▸ Written tasks
1. In the honours system passage, when did Harold Wilson abolish honours for party political service?
2. Name every person mentioned by name in the honours system passage.

▸ Text segment
------------
The worst aspect of it is how behaviour like this discredits and demeans the whole system in the eyes of the public, which is unfair on all the deserving people who are recipients of honours. What must nurses and scientists and charity campaigners think when they look at the medals they’ve received for looking after critically ill children or fundraising for dementia care, only for Stanley Johnson to leapfrog them to the highest honour in the system?

Stanley’s daughter Rachel, Boris’s sister, tried valiantly to argue that her dad would have been in line for an honour anyway, regardless of his relationship to Boris, because of all his years of service to the Conservative party, but that only underscores the sheer wrongness of it all. You know things are bad when you deflect accusations of family patronage by claiming its party patronage instead.

This medieval relic of a system has been tinkered with over the last century but never properly reformed, mainly because the Conservatives have done their damnedest to prevent it.

Harold Wilson did away with honours for party political service in 1966, only for Margaret Thatcher to reintroduce them. A month after Thatcher’s resignation came the news that her husband Denis would be made a hereditary peer, the only baronetcy title awarded since 1964. Mark Thatcher now holds the title, retaining it in spite of being convicted in South Africa over his involvement in a failed coup attempt in Equatorial Guinea in 2005.
------------
Lines of data

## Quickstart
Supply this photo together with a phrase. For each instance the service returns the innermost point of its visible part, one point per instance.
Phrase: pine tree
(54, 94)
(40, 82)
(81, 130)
------------
▸ Expected responses
1. 1966

2. Stanley Johnson, Rachel, Boris, Harold Wilson, Margaret Thatcher, Denis, Mark Thatcher